=== Begin Enclosure ===
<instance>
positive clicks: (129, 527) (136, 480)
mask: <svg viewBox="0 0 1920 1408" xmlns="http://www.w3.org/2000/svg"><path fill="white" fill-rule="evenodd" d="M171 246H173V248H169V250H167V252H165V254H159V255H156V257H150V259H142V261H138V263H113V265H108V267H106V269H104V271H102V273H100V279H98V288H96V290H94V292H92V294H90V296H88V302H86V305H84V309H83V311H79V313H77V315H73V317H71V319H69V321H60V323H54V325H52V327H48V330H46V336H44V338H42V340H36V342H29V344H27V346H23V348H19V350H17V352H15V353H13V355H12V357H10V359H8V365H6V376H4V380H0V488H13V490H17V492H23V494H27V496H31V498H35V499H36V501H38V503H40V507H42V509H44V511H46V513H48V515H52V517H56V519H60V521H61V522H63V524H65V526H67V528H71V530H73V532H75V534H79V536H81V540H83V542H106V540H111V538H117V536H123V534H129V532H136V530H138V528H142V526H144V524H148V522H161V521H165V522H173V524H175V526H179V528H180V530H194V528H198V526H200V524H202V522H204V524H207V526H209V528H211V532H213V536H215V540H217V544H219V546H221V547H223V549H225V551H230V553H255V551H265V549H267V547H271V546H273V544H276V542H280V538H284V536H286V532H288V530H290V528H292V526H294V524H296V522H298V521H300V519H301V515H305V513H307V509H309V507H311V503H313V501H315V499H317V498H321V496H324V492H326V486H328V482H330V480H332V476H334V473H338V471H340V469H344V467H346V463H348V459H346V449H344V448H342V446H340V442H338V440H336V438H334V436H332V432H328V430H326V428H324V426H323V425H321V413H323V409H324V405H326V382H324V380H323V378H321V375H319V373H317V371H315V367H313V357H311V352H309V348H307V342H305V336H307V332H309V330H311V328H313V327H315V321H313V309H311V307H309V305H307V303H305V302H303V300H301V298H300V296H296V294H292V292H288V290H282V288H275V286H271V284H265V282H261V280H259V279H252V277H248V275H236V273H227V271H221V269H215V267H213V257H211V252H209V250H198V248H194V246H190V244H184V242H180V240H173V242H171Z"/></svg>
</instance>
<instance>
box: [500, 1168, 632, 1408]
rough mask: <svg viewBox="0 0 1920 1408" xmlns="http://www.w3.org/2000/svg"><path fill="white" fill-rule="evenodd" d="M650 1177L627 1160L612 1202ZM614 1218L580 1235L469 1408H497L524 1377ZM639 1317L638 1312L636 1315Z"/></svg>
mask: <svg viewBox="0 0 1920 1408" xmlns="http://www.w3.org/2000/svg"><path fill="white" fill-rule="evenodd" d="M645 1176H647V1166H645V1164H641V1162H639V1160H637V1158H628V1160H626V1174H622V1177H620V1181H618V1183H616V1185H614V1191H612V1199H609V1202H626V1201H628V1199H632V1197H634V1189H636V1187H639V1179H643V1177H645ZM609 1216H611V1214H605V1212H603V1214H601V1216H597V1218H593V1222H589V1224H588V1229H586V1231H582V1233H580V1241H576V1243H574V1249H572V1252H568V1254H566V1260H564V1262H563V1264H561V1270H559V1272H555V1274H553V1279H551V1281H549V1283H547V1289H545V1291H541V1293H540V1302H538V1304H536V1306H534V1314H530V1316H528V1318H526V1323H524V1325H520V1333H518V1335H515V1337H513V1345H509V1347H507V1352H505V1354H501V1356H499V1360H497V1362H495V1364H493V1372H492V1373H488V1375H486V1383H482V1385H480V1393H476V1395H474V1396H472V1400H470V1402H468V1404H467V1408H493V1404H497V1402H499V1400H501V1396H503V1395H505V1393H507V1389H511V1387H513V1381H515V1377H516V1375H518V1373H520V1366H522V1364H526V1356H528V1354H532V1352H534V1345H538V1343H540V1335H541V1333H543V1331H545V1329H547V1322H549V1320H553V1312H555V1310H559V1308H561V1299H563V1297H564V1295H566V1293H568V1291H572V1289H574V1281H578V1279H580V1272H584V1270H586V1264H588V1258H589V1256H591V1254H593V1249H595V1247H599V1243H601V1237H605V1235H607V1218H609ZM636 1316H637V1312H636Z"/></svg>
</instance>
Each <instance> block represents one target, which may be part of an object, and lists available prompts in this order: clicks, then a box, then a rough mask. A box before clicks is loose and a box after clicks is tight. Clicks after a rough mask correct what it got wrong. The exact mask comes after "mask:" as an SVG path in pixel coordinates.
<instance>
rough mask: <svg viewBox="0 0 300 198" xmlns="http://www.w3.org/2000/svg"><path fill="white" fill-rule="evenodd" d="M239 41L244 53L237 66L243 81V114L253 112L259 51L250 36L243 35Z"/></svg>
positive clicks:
=== End Enclosure ===
To do: Without any change, reproduce the listing above in full.

Task solution:
<instance>
positive clicks: (129, 527) (136, 480)
mask: <svg viewBox="0 0 1920 1408" xmlns="http://www.w3.org/2000/svg"><path fill="white" fill-rule="evenodd" d="M171 246H173V248H169V250H167V252H165V254H159V255H156V257H150V259H142V261H138V263H113V265H108V267H106V269H104V271H102V273H100V279H98V288H96V290H94V292H92V294H90V296H88V302H86V305H84V309H83V311H79V313H77V315H73V317H71V319H69V321H60V323H54V325H52V327H48V330H46V336H44V338H42V340H36V342H29V344H27V346H23V348H19V350H17V352H15V353H13V355H12V357H10V359H8V365H6V376H4V380H0V488H13V490H17V492H23V494H27V496H31V498H35V499H36V501H38V503H40V507H42V509H44V511H46V513H48V515H52V517H56V519H60V521H61V522H63V524H65V526H67V528H71V530H73V532H75V534H79V536H81V540H83V542H106V540H111V538H117V536H123V534H129V532H136V530H138V528H142V526H144V524H148V522H161V521H165V522H173V524H175V526H179V528H180V530H194V528H198V526H200V524H202V522H204V524H207V526H209V528H211V532H213V536H215V540H217V544H219V546H221V547H223V549H225V551H230V553H255V551H265V549H267V547H271V546H273V544H276V542H280V538H284V536H286V532H288V530H290V528H292V526H294V524H296V522H298V521H300V519H301V515H305V513H307V509H309V507H311V503H313V501H315V499H317V498H321V496H324V492H326V486H328V482H330V480H332V476H334V473H338V471H340V469H344V467H346V463H348V459H346V449H344V448H342V446H340V442H338V440H336V438H334V436H332V432H328V430H326V428H324V426H323V425H321V413H323V409H324V405H326V382H324V380H323V378H321V375H319V373H317V371H315V367H313V357H311V352H309V348H307V342H305V336H307V332H309V330H311V328H313V327H315V321H313V309H311V307H309V305H307V303H305V302H303V300H301V298H300V296H296V294H292V292H288V290H282V288H275V286H271V284H265V282H261V280H259V279H252V277H248V275H236V273H227V271H221V269H215V267H213V257H211V252H209V250H198V248H194V246H190V244H184V242H180V240H173V242H171Z"/></svg>
</instance>
<instance>
box: [500, 1168, 632, 1408]
rough mask: <svg viewBox="0 0 1920 1408" xmlns="http://www.w3.org/2000/svg"><path fill="white" fill-rule="evenodd" d="M650 1177L627 1160L612 1202ZM614 1218L580 1235L469 1408H497L524 1377ZM639 1317L638 1312L636 1315Z"/></svg>
mask: <svg viewBox="0 0 1920 1408" xmlns="http://www.w3.org/2000/svg"><path fill="white" fill-rule="evenodd" d="M645 1176H647V1166H645V1164H641V1162H639V1160H637V1158H628V1160H626V1174H622V1177H620V1181H618V1183H616V1185H614V1191H612V1199H609V1202H626V1201H628V1199H632V1197H634V1189H636V1187H639V1179H643V1177H645ZM609 1216H611V1214H605V1212H603V1214H601V1216H597V1218H593V1222H589V1224H588V1229H586V1231H582V1233H580V1241H576V1243H574V1249H572V1252H568V1254H566V1260H564V1262H563V1264H561V1270H559V1272H555V1274H553V1279H551V1281H549V1283H547V1289H545V1291H541V1293H540V1302H538V1304H536V1306H534V1314H530V1316H528V1318H526V1323H524V1325H520V1333H518V1335H515V1337H513V1345H509V1347H507V1352H505V1354H501V1356H499V1360H497V1362H495V1364H493V1372H492V1373H488V1375H486V1383H482V1385H480V1393H476V1395H474V1396H472V1400H470V1402H468V1404H467V1408H493V1404H497V1402H499V1400H501V1396H503V1395H505V1393H507V1389H511V1387H513V1381H515V1377H516V1375H518V1373H520V1366H522V1364H526V1356H528V1354H532V1352H534V1345H538V1343H540V1335H541V1333H543V1331H545V1329H547V1322H549V1320H553V1312H555V1310H559V1308H561V1299H563V1297H564V1295H566V1293H568V1291H572V1289H574V1281H578V1279H580V1272H584V1270H586V1264H588V1258H589V1256H591V1254H593V1249H595V1247H599V1243H601V1237H605V1235H607V1218H609ZM636 1316H637V1312H636Z"/></svg>
</instance>
Each <instance> block represents one target, which may be part of an object, and lists available prompts in this order: clicks, then a box, then a rough mask. A box before clicks is loose and a box after clicks is tight. Clicks after a rough mask correct what it got wrong. The exact mask comes after "mask:" as an SVG path in pixel coordinates.
<instance>
rough mask: <svg viewBox="0 0 300 198" xmlns="http://www.w3.org/2000/svg"><path fill="white" fill-rule="evenodd" d="M239 41L244 53L237 66L243 81V114L253 112L259 51L250 36L243 35Z"/></svg>
positive clicks:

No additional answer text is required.